### Brief
Gather all lines from the material that contain "camouflage".
● ● ● ● ● ● ●
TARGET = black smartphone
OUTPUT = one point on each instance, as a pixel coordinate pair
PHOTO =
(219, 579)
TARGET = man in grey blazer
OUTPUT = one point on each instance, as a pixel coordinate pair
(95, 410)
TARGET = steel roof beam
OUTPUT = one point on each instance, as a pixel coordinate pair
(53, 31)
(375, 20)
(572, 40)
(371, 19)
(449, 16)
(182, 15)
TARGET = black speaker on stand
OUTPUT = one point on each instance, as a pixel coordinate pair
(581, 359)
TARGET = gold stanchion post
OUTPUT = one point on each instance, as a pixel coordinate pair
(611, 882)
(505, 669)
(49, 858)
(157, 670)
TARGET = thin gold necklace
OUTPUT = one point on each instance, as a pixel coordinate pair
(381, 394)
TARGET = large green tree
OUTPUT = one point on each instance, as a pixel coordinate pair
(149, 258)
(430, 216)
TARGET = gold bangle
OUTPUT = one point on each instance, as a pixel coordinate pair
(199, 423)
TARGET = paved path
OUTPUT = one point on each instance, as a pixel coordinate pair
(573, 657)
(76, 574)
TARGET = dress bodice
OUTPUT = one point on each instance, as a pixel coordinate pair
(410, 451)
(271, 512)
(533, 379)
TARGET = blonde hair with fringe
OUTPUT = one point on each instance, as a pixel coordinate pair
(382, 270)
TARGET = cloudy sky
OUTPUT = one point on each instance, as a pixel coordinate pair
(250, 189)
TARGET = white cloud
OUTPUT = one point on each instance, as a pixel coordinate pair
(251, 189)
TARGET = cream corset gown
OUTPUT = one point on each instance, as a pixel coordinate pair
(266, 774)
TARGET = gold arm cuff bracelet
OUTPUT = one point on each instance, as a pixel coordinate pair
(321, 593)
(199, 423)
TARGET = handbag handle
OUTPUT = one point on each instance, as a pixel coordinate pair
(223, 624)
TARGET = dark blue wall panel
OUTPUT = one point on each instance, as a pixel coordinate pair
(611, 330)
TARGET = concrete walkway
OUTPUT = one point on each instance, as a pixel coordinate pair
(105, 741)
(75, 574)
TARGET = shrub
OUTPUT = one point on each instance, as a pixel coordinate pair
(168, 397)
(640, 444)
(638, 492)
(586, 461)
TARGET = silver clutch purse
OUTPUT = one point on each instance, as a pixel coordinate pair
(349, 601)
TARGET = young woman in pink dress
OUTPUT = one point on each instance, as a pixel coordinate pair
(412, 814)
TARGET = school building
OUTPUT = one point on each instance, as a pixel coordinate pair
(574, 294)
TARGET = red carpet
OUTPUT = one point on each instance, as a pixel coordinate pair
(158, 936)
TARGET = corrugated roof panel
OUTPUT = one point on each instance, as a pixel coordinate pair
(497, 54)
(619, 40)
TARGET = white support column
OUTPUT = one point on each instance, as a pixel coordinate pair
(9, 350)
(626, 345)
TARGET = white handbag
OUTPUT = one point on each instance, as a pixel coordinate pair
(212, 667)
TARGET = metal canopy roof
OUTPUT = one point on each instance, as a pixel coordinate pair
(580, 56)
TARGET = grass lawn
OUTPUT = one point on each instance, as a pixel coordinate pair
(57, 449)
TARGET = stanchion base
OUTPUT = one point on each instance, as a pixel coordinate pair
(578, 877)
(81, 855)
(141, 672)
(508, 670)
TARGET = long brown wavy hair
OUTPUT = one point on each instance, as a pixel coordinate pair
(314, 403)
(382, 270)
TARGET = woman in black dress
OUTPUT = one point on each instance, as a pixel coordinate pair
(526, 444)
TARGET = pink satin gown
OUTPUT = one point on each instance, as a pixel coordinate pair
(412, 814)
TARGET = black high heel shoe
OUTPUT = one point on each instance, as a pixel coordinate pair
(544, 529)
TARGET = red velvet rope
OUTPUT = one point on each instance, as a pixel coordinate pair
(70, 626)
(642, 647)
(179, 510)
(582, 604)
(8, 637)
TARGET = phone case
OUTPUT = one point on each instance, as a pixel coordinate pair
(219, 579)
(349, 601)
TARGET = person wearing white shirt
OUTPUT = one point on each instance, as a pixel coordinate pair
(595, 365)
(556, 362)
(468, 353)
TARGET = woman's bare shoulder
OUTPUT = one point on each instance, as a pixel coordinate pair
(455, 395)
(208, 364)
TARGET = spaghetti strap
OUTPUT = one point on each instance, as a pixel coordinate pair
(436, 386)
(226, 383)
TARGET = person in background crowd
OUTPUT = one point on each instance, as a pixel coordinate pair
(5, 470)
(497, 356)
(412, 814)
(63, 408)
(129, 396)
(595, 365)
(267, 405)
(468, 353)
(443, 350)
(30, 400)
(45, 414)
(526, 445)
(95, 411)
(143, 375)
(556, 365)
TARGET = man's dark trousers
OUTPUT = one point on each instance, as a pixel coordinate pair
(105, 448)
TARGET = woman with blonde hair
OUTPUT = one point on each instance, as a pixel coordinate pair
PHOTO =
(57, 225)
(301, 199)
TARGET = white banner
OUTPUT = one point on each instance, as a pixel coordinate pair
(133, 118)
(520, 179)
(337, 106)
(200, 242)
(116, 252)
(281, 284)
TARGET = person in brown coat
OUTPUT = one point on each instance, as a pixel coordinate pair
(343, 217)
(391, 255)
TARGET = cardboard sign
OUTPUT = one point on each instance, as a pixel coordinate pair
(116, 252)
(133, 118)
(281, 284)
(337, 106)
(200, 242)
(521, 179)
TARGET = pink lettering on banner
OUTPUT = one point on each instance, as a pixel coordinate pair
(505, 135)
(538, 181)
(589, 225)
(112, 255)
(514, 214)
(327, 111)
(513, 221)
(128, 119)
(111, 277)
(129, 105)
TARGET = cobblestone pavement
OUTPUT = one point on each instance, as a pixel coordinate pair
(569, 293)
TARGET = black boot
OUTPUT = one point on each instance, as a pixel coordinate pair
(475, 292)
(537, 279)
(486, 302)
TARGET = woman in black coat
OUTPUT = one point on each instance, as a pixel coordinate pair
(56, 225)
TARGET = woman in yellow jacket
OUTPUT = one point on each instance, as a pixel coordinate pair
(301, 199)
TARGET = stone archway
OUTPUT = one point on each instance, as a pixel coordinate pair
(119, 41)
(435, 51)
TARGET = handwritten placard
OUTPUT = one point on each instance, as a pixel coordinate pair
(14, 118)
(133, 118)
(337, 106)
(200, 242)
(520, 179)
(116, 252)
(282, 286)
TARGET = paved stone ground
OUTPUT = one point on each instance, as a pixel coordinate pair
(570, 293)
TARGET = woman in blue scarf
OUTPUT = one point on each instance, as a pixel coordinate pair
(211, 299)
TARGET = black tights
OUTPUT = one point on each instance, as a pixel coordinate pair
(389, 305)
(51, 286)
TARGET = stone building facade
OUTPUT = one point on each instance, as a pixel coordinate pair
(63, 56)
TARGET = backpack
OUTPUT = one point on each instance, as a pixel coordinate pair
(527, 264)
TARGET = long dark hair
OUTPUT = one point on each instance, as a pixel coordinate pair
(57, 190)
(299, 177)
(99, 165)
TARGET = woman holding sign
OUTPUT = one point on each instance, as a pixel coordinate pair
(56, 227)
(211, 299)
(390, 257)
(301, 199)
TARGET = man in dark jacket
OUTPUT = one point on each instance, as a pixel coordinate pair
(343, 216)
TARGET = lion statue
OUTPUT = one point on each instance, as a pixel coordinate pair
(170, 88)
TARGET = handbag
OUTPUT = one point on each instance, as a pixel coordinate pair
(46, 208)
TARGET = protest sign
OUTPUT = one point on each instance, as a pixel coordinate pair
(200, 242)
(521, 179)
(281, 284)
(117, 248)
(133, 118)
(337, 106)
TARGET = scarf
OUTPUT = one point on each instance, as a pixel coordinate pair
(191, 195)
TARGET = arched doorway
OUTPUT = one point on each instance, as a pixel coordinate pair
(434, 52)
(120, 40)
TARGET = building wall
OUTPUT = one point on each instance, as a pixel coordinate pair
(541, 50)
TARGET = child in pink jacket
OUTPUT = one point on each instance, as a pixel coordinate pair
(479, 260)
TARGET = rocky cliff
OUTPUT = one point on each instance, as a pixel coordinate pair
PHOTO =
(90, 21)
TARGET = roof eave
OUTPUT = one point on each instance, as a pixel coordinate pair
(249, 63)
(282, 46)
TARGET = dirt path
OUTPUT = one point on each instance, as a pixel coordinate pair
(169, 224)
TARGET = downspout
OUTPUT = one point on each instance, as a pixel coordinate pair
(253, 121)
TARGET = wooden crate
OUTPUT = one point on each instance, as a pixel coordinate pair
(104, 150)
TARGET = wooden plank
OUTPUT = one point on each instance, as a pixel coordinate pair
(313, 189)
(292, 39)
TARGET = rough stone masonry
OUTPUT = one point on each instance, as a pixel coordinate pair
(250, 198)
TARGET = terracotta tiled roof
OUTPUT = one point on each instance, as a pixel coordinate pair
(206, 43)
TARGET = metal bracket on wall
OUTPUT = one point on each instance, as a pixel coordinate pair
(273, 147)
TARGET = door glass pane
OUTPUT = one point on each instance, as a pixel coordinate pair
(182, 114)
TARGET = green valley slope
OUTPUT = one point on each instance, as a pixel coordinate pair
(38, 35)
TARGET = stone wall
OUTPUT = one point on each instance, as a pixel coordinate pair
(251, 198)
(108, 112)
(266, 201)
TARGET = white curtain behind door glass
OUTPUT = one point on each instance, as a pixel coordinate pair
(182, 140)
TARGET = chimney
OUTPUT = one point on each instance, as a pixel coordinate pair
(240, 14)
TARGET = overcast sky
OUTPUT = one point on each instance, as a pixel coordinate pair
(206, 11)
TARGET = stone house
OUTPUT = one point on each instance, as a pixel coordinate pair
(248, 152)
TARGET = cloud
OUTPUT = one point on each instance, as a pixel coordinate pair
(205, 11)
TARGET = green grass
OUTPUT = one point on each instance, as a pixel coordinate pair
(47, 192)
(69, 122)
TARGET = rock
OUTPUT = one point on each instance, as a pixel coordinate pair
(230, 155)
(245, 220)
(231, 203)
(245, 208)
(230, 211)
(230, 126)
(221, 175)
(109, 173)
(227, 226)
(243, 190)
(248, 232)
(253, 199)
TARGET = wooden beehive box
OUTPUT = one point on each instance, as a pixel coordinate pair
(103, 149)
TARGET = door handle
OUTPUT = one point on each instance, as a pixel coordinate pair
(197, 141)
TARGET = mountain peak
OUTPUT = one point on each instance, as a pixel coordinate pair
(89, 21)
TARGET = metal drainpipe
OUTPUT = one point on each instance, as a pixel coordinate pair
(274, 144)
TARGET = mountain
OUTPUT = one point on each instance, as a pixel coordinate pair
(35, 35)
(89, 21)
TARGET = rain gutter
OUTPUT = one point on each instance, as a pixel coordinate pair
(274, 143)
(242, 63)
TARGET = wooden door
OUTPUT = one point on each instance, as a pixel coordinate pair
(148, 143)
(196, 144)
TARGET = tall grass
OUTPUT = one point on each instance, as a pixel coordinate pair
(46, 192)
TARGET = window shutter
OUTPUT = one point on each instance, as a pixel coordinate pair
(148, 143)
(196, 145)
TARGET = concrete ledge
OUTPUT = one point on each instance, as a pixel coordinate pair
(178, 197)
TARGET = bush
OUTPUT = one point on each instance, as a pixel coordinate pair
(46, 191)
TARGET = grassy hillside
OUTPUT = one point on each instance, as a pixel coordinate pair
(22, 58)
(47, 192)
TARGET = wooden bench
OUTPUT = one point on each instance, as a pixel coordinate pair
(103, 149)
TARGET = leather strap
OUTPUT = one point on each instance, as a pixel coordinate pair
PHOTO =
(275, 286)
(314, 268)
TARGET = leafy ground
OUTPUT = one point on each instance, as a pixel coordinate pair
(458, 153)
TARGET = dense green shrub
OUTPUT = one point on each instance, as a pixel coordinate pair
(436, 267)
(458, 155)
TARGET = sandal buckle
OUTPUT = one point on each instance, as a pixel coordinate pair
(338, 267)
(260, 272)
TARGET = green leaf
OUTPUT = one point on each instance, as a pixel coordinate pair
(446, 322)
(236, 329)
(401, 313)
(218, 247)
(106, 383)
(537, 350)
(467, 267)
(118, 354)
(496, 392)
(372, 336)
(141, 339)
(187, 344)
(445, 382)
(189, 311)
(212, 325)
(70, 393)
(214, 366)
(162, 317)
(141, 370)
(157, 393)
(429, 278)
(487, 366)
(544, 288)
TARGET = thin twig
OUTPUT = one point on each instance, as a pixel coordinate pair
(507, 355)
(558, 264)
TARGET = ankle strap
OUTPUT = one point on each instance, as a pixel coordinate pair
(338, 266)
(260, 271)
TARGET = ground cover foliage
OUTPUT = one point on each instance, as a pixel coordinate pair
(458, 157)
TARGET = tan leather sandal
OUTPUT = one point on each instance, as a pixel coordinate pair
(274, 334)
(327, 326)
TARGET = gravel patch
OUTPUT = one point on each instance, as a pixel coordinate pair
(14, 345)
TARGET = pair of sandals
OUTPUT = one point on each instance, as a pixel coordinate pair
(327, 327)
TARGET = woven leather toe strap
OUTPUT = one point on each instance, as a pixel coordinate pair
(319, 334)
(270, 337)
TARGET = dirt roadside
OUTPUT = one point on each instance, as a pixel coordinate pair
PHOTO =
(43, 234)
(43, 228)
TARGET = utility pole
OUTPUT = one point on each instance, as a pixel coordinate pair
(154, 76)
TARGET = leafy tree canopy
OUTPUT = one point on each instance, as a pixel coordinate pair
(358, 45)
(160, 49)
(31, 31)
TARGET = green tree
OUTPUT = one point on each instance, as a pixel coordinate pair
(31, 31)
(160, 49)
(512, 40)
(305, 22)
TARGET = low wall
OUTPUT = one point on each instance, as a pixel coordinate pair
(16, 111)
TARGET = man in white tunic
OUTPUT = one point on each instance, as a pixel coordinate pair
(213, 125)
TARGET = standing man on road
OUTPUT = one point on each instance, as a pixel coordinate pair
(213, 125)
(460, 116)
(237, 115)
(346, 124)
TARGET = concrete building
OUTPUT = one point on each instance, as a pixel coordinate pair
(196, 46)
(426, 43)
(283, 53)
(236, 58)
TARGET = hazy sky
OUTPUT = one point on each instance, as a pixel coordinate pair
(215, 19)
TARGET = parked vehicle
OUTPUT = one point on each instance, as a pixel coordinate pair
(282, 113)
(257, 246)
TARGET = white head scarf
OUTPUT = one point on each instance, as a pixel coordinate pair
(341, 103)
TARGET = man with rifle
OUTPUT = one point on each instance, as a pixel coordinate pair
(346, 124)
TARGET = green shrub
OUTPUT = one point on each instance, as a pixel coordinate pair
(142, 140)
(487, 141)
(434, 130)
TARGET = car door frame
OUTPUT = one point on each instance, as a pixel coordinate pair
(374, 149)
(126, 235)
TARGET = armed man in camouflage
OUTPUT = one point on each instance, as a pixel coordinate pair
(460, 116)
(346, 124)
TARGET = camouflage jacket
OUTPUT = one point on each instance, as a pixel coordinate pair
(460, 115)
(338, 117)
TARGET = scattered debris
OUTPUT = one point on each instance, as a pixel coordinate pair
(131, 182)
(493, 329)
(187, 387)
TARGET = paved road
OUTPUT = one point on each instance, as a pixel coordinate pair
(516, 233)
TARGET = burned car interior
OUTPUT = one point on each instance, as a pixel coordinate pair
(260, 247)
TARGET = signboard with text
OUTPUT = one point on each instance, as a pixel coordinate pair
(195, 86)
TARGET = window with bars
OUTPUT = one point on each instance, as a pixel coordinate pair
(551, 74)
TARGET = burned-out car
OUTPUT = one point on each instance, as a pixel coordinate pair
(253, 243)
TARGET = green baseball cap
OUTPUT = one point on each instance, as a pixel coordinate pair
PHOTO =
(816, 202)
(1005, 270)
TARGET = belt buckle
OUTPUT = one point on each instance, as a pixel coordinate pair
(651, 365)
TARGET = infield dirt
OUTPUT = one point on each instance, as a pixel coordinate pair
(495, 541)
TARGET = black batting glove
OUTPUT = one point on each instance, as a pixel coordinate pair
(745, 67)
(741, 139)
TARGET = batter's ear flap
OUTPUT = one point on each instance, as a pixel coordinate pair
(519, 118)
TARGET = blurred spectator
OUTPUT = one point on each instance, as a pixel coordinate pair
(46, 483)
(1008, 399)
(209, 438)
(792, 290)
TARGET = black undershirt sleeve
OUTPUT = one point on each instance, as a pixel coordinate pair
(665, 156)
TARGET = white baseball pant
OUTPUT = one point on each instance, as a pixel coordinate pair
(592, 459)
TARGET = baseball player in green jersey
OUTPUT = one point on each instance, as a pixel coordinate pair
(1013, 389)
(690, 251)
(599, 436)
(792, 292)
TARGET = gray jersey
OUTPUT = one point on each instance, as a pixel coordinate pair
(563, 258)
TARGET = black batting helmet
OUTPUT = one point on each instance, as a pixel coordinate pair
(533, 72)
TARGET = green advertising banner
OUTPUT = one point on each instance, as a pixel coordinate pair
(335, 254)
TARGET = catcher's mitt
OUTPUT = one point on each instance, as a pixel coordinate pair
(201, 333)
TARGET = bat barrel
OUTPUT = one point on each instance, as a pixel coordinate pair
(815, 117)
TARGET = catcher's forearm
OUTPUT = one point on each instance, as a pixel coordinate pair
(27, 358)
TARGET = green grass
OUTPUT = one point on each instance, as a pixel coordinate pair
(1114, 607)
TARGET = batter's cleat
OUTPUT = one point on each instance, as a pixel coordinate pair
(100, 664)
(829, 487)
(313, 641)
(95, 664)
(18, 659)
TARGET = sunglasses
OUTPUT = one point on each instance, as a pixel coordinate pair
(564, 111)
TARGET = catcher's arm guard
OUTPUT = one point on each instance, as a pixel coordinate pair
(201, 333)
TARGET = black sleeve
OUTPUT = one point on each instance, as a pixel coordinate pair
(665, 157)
● ● ● ● ● ● ●
### Exercise result
TARGET = armed man in camouflage
TARGET = camouflage jacket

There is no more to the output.